→ To do
1. From the article on Wahab Riaz, extract the passage that begins at the words "He was demob" and stops after "night after it.", copying it word for word.
2. Extend the article on Wahab Riaz by continuing it from its final sentence.

→ Excerpt provided
He was demob happy because he was heading home to his young family after a few months working overseas. Which is fair enough.

So is there any depth to it all? Any depth of feeling for the artificial, one-year-old constructs that go by the name of franchises, rather than clubs?

Consider the case of Wahab Riaz. The Pakistan fast bowler acknowledged he was “heartbroken” after a final over meltdown against Quetta at a packed Sharjah on Tuesday night cost his side direct progress to the final. He said he did not sleep all night after it.

Rare are the times when professional sportsmen admit to such feelings. Far easier to just spout trite nonsense about processes, executing plans, or bowling good areas.

But Wahab could not go down that route. He was fully invested in this. He had given his soul to the Zalmi organisation.

Poetic licence? It did not feel like it. When Peshawar finally won through to a PSL final for the first time in four attempts, by beating Karachi Kings at a little before midnight on Friday, Wahab broke down in tears.

Consider what he says, too. “It is a game to win to play a final, but it is a game to win to play a final in Lahore,” Wahab said, ahead of the final eliminator match against Karachi.

This was a crucial difference. Winning through to the final meant going home. Wahab has played 124 times for Pakistan in his 10 year international career. Only eight of those matches have been on home soil.

To do so in a big match in the yellow of Peshawar Zalmi, rather than the green of the national team, gives him a feeling of pride, too.

“We want to win this championship because of the way we have been working both for cricket, and outside cricket,” Wahab said.

→ Data provided
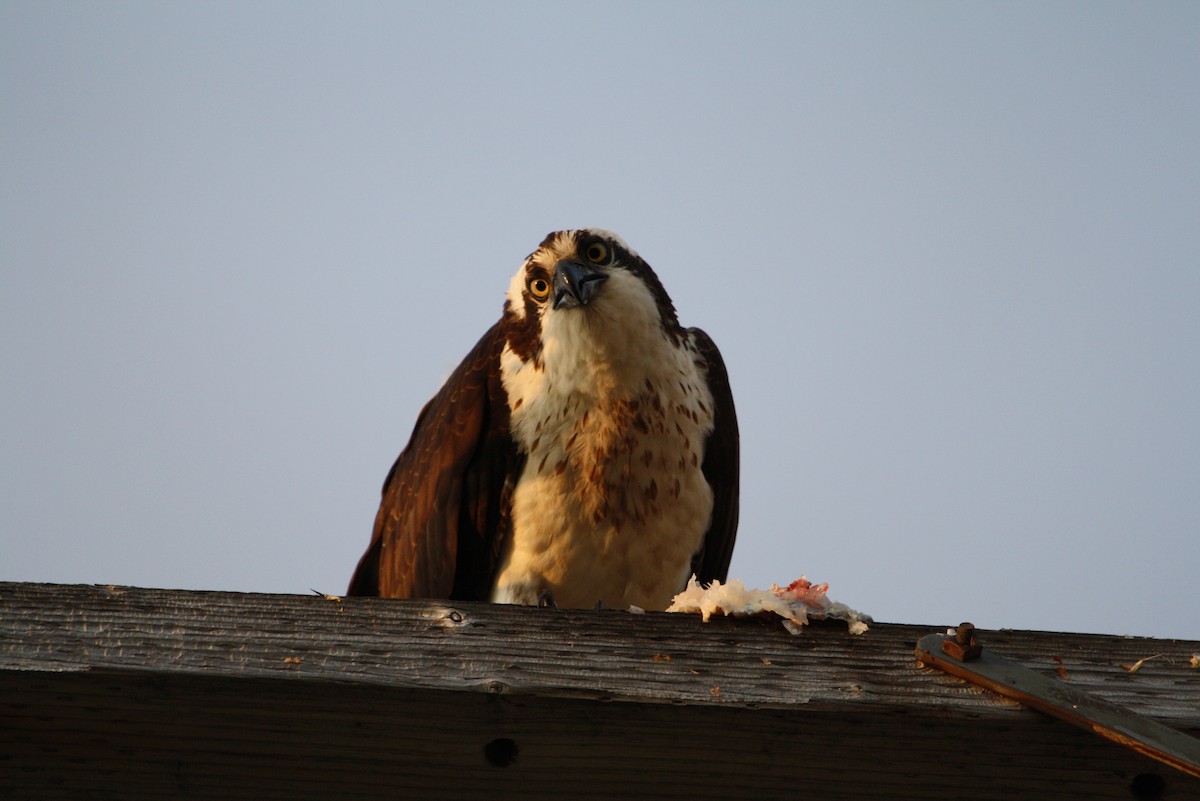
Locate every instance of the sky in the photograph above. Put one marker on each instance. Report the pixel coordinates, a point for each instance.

→ Answer list
1.
He was demob happy because he was heading home to his young family after a few months working overseas. Which is fair enough.

So is there any depth to it all? Any depth of feeling for the artificial, one-year-old constructs that go by the name of franchises, rather than clubs?

Consider the case of Wahab Riaz. The Pakistan fast bowler acknowledged he was “heartbroken” after a final over meltdown against Quetta at a packed Sharjah on Tuesday night cost his side direct progress to the final. He said he did not sleep all night after it.

2.
“For the way the foundation has been working for under-privileged people, it is for them. If we can win it for them, it will be uplifting.

“People look at Zalmi not just as a cricket team, but as a foundation that helps poor people, whether it is in cricket or outside cricket. That is more important for us. That is what Zalmi really stands for.”

To add to the emotion of the occasion, if Peshawar are to win the title on Sunday night, they will have to do so without their biggest star.

Shahid Afridi left the field late in the win against Karachi with blood pouring from a cut on his right hand, after he fielded a powerful drive from Kieron Pollard.

Afridi has taken just two wickets in this competition, but played a vital role batting in the late overs, scoring 177 runs in all at a rapid rate. He will be sorely missed, not just by his team, but by the competition.

“I hope you have enjoyed whatever I gave in PSL, because whatever the cricket left in me is for you only,” Afridi said in a video message.

“My wish was to play the PSL final in Lahore but sorry, I wont be able to play because doctor gave me a 10-day rest order.”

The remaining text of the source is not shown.